REQUIRED ACTION :: Reproduce exactly the opening lines of the listing, stopping after the line that contains "written like (102,226)." and including it.

DATA SHOWN ::
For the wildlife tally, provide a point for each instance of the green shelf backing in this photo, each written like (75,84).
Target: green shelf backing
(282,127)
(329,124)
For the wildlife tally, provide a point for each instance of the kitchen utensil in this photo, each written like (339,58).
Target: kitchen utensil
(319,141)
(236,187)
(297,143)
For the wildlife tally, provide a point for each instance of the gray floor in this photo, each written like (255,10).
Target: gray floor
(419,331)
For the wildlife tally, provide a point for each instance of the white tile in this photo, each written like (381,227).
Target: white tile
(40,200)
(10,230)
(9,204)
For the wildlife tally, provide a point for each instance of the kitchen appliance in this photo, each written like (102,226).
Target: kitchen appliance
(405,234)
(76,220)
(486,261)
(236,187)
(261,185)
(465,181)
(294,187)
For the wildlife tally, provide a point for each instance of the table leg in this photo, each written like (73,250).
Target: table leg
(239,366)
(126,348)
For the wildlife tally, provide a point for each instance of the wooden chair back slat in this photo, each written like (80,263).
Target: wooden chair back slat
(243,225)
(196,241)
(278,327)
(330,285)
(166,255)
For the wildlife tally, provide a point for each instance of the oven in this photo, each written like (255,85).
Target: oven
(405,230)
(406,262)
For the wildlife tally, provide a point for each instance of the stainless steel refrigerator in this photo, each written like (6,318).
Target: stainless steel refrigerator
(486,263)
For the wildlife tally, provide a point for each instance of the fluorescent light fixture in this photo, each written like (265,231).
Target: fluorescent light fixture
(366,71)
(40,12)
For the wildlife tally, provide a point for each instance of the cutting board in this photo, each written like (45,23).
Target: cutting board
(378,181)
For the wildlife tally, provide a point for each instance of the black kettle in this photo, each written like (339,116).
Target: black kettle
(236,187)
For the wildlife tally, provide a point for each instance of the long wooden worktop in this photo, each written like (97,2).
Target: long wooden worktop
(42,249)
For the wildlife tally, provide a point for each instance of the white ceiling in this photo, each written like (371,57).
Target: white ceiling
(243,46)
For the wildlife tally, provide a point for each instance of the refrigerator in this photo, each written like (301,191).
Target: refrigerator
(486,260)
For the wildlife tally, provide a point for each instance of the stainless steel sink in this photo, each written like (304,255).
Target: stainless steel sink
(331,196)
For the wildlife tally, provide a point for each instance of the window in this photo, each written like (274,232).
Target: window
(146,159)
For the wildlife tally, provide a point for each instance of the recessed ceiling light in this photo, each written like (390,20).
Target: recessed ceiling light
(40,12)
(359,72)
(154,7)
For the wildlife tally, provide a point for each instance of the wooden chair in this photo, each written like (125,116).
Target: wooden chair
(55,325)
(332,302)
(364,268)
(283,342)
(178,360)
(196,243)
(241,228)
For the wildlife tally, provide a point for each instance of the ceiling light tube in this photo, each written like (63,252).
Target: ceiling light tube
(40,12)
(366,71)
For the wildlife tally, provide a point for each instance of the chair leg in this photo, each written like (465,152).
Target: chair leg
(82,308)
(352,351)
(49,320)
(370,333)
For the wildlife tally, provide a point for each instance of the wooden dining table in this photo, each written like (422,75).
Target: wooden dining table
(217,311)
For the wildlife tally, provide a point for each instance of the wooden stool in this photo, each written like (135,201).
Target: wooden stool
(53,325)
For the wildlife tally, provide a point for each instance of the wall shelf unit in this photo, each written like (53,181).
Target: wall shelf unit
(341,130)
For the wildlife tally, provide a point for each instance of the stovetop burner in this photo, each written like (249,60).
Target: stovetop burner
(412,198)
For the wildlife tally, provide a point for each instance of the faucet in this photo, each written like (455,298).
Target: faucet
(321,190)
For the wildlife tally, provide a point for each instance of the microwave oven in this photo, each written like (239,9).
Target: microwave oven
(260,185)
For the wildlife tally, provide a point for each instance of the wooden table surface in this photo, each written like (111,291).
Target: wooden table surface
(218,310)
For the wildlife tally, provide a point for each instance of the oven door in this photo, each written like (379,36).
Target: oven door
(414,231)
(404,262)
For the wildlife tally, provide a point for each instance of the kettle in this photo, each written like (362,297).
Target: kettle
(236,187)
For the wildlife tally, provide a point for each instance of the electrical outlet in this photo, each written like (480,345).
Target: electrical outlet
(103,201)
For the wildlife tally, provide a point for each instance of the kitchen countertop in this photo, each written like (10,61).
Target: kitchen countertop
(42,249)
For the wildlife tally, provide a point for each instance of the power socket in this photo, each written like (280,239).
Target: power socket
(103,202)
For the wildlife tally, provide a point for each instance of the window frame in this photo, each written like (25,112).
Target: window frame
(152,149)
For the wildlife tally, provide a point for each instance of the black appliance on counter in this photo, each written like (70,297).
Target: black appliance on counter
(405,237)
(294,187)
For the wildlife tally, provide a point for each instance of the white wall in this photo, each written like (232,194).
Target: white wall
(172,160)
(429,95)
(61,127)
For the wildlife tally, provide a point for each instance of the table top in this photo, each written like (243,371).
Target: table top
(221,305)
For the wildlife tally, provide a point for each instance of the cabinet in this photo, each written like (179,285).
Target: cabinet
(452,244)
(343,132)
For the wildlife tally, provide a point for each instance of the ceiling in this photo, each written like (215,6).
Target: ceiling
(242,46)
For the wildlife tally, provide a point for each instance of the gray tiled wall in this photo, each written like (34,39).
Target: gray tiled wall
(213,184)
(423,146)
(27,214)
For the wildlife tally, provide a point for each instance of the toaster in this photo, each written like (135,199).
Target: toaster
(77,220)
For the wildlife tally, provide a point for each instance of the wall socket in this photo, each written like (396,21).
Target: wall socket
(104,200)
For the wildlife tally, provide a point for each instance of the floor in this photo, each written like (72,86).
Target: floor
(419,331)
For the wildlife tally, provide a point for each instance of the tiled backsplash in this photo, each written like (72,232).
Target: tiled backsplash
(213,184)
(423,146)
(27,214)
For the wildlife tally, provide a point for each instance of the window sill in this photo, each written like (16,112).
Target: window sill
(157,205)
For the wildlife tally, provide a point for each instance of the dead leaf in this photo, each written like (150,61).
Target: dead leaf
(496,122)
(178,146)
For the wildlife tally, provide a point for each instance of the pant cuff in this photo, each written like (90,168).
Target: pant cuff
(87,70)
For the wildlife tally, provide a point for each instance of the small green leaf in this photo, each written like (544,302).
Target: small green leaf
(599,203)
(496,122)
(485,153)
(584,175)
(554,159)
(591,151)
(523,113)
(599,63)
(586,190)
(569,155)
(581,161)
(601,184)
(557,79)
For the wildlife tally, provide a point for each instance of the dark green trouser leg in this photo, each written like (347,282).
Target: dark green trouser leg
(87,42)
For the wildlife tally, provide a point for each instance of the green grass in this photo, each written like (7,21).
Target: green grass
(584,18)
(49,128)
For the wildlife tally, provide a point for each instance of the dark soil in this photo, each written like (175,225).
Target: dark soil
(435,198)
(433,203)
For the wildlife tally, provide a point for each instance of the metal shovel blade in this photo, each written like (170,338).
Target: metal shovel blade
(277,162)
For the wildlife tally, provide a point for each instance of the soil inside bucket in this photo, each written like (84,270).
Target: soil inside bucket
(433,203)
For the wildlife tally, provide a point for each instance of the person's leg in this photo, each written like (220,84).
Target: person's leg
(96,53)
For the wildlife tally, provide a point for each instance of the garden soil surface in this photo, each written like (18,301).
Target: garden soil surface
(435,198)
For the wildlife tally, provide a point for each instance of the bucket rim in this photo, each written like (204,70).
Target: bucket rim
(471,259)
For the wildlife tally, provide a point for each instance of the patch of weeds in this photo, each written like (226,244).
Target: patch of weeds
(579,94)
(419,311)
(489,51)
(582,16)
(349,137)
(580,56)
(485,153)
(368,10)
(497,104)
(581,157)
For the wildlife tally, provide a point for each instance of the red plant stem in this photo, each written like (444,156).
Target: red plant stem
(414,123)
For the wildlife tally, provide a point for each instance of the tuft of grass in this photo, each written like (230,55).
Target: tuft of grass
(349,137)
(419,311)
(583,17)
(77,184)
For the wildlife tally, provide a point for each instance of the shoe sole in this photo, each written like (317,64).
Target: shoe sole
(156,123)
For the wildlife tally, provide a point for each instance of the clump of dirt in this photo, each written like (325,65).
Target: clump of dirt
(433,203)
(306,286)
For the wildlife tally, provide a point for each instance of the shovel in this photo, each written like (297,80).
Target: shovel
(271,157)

EXERCISE ANSWER ::
For the wildlife tally, provide a point for each instance of the green shelf backing in this photo, each written like (75,84).
Target: green shelf backing
(282,127)
(329,124)
For the wildlife tally, provide a point for each instance of the kitchen utensil in this photo, each written like (339,58).
Target: kitchen utensil
(319,141)
(236,187)
(297,143)
For the wildlife tally, provide a point for each instance of the gray floor in this photo, each written like (255,10).
Target: gray floor
(419,331)
For the wildlife tally, provide a point for each instance of the white tile in this photo, each written like (381,227).
Target: white tile
(40,200)
(10,230)
(9,204)
For the wildlife tally, provide a point for each instance of the kitchen appliance in this photo, each written like (102,226).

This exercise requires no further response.